▶ [Page excerpt]:

--------------------

With such a high attrition rate, it's no surprise that the tobacco companies kick and scream whenever someone suggests measures to discourage smoking. They did it in Australia when the government proposed legislation to enforce plain packaging; they lost that battle, but they're doing better in the UK where the Government has announced a delay in introducing similar proposals.

The Health Secretary, Jeremy Hunt, said in a written statement yesterday that he wants to see the impact in Australia before going ahead in this country, but the delay makes no sense at all. Plain packaging is actually a misnomer – it involves brand names in plain type, overshadowed by huge health warnings – and photographs of gangrenous limbs are hardly likely to encourage anyone to take up the habit. So the Government had nothing to lose by making the change, and potentially a lot to gain in terms of improving public health.

To anyone who's witnessed the dire effects of smoking on a friend or relative, the decision is indefensible. I remember vividly how the final 18 months of my father's life were blighted by lung cancer; he died at the age of 63, too young to enjoy the retirement he'd saved for throughout his working life. He got hooked in his teens, and it's obvious that getting people young is the most effective way of creating lifelong addicts.

Critics of the Government's decision suspect another Australian connection in the shape of the Tories' election campaign manager, Lynton Crosby. His company, Crosby Textor, does not reveal its clients but is said to have long-standing links with the tobacco industry in Australia, where the three biggest companies spent $5m on their campaign against plain packaging.

--------------------

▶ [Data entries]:
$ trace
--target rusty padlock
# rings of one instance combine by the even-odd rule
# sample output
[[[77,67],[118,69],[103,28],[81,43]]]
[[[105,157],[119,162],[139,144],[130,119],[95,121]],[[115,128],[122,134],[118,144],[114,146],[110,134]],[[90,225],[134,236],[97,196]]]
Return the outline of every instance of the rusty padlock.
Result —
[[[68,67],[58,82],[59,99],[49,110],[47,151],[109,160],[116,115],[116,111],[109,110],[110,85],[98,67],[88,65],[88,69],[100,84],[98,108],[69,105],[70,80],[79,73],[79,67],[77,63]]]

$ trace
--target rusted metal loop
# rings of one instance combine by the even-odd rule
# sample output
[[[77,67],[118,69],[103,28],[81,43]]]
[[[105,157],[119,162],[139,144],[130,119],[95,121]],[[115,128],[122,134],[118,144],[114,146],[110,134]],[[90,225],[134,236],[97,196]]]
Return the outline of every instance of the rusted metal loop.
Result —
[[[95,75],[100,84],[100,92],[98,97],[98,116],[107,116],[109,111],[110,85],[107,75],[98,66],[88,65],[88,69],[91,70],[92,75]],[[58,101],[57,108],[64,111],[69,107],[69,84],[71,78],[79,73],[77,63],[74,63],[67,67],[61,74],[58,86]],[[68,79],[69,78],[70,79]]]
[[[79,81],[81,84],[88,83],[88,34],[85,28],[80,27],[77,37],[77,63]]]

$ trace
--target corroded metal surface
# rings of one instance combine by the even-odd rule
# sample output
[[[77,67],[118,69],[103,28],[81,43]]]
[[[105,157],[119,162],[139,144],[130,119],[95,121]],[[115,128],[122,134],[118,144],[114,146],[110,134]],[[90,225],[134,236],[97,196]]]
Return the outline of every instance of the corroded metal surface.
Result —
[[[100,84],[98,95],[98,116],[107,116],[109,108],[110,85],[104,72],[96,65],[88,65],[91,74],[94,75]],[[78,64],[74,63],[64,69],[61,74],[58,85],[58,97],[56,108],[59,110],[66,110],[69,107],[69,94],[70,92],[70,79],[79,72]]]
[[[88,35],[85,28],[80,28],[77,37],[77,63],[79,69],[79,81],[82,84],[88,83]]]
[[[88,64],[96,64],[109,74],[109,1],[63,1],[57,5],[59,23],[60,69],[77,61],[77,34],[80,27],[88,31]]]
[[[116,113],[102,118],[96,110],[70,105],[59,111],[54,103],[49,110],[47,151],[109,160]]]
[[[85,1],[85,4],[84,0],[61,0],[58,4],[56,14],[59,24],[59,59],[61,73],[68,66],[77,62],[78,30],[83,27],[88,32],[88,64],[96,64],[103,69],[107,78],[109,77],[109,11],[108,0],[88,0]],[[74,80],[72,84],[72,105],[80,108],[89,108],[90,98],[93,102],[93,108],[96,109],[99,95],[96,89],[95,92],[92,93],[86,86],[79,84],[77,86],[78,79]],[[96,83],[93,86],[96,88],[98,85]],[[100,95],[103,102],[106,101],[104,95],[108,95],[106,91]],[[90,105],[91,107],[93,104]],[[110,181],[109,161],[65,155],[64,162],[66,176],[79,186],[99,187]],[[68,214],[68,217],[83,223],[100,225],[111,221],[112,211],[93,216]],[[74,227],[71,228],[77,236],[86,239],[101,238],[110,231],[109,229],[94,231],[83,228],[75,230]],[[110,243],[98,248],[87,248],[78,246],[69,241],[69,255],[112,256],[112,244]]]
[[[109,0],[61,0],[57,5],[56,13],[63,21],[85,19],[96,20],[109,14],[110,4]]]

--------------------

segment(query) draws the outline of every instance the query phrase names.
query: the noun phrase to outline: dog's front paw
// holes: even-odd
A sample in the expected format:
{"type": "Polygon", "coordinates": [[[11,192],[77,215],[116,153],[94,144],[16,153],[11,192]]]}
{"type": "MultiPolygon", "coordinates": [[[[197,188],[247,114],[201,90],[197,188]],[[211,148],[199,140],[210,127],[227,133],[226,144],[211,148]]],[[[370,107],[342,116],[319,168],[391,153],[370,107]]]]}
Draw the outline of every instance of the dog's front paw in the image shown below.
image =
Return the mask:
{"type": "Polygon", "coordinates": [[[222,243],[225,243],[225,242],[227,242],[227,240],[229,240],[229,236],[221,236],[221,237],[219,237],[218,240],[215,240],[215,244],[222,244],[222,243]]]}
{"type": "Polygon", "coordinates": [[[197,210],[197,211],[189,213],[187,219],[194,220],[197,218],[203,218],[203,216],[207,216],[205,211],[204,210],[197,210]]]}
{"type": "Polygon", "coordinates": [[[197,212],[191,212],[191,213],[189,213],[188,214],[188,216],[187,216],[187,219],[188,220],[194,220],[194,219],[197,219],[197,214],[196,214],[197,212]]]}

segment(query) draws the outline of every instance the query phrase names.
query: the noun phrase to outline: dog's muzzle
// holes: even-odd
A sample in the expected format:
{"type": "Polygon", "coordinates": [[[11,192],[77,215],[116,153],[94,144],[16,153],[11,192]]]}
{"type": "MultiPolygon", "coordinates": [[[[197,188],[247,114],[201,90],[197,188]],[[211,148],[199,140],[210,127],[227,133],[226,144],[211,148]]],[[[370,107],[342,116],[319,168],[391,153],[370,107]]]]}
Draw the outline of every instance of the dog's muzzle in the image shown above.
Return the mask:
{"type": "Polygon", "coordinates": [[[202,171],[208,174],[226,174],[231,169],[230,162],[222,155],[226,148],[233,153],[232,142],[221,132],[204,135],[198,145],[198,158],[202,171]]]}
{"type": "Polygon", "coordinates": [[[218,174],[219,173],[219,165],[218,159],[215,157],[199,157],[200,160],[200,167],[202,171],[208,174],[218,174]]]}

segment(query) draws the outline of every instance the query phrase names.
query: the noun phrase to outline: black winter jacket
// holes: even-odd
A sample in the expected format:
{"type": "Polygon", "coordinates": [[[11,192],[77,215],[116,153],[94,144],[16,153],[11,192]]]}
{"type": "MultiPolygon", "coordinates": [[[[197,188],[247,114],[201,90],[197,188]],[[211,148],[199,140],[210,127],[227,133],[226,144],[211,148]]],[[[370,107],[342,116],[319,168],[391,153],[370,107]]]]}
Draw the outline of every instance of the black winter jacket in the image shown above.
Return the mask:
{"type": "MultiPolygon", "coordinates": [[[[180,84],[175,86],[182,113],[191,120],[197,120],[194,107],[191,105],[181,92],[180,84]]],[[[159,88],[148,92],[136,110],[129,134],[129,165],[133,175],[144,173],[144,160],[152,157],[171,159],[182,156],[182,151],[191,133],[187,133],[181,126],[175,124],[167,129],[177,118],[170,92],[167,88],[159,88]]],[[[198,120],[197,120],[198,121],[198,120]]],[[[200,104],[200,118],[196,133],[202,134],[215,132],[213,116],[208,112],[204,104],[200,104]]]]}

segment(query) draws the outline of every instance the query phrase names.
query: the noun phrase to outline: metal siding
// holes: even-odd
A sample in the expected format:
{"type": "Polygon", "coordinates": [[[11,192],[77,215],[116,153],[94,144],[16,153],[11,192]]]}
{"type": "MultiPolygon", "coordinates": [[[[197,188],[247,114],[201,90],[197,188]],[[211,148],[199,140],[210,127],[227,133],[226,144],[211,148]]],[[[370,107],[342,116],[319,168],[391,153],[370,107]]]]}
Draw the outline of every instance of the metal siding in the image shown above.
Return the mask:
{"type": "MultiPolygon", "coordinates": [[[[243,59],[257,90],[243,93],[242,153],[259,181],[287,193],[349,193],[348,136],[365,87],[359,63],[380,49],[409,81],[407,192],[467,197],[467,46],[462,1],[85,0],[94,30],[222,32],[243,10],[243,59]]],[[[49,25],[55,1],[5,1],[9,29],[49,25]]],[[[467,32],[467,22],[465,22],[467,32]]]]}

--------------------

▶ [Assignment]: Summarize the page excerpt on plain cigarette packaging in two sentences.

▶ [Written answer]: The UK Government has delayed plain packaging proposals because Health Secretary Jeremy Hunt wants to see the impact in Australia first, a delay the writer says makes no sense since the Government had nothing to lose and potentially much to gain for public health. The writer recalls a father who got hooked on smoking as a teenager and died of lung cancer at 63, and notes that critics suspect a link to Lynton Crosby, whose company is said to have long-standing ties to the tobacco industry in Australia.